Publication information
- Publisher: DC Comics
- First appearance: Detective Comics #213 (November 1954)
- Created by: Bill Finger (writer) Sheldon Moldoff (artist)

In-story information
- Alter ego: Floyd Ventrix
- Species: Human
- Abilities: See-through device

= Mirror Man (character) =

Mirror Man is the name of three different characters appearing in comic books published by DC Comics.

==Fictional character biography==
===Floyd Ventris===

Floyd Ventris is a criminal who was detained at Gotham State Penitentiary. Using broken mirror shards, he distracts the guards long enough to escape from prison. Inspired by the mirrors, he becomes Mirror Man. Upon creating a machine that would enable him to see through objects, Mirror Man began targeting Batman so that he can find out his secret identity. He was able to see under Batman's cowl and discover his identity of Bruce Wayne. Batman writes a letter to the Gotham Gazette about the times they thought he was falsely exposed as Bruce Wayne. This causes Mirror Man to try to get a similar image of Batman which fails as Mirror Man is defeated. When Mirror Man is incarcerated at Gotham State Penitentiary, Batman revealed that he used a special cowl made of mirrors which was the reason why Mirror Man failed to get another image of Batman's identity.

## REQUIRED WORK:
1. List every field label that appears under the "Publication information" and "In-story information" headings of the Mirror Man article.
2. According to the Mirror Man article, why did Mirror Man fail to get another image of Batman's identity?
3. Write a continuation of the Mirror Man article that picks up right after its final sentence.
None of the work here requires the items.

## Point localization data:
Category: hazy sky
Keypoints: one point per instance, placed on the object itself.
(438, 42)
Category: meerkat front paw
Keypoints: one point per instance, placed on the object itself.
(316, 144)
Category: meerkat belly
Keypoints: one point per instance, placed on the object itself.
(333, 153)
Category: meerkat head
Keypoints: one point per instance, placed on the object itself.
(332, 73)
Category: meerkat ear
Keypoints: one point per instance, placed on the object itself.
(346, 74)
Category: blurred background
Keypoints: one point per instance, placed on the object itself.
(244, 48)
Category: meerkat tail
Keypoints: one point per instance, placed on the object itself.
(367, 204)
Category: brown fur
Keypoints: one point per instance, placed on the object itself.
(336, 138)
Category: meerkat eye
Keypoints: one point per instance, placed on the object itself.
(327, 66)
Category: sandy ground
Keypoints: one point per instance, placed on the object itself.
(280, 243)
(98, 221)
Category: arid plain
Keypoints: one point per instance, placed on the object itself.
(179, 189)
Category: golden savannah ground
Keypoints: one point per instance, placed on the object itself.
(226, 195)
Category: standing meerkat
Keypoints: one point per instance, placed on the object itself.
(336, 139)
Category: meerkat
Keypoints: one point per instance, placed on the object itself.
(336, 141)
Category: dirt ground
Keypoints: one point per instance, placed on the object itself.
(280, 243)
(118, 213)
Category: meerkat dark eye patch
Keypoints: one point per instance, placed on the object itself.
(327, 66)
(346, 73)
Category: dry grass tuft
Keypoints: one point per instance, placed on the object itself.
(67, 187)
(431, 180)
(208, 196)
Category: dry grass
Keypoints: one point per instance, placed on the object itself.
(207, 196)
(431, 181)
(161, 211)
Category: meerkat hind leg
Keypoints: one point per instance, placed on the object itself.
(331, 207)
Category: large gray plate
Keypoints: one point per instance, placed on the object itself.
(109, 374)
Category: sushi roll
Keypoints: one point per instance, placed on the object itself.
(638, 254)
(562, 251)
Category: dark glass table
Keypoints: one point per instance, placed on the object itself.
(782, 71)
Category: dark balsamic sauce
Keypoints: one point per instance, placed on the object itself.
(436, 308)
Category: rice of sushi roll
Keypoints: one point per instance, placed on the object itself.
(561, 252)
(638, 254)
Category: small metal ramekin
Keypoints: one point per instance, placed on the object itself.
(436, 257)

## ANSWER LIST:
1. Publisher, First appearance, Created by, Alter ego, Species, Abilities

2. Batman was wearing a special cowl made of mirrors. Once Mirror Man was back in Gotham State Penitentiary, Batman revealed this as the reason the second attempt failed.

3.
Mirror Man later escapes from prison and begins another plan to expose Bruce Wayne as the true identity of Batman. Bruce Wayne outwits Mirror Man's thugs at the Gotham Museum which is witnessed by Vicki Vale. Despite Batwoman's efforts to stop them, Mirror Man and his thugs escape. By Mirror Man's next attack, Vicki Vale hires an actor to pose as Bruce Wayne in order to keep Batman's identity a secret even though she was unaware that Bruce had asked Alfred Pennyworth to impersonate Batman. When one of Mirror Man's thugs uncovers Vicki's hoax, Mirror Man and his thugs are defeated by Batman and taken to GCPD Headquarters. Wayne appears at the police department causing Mirror Man's theory to be dropped.

Following the Crisis on Infinite Earths storyline, Mirror Man is among the villains freed from Gotham State Penitentiary by Ra's al Ghul. However, Ventris was one of the freed villains who chose not to take part in the mass attack on Batman staged by Ra's and instead went into hiding, and has not been seen since.

===Second Mirror Man===
The second Mirror Man, introduced in the miniseries Arkham Reborn, is an inmate of Arkham Asylum who is obsessed with mirrors and is also known as Narcissus.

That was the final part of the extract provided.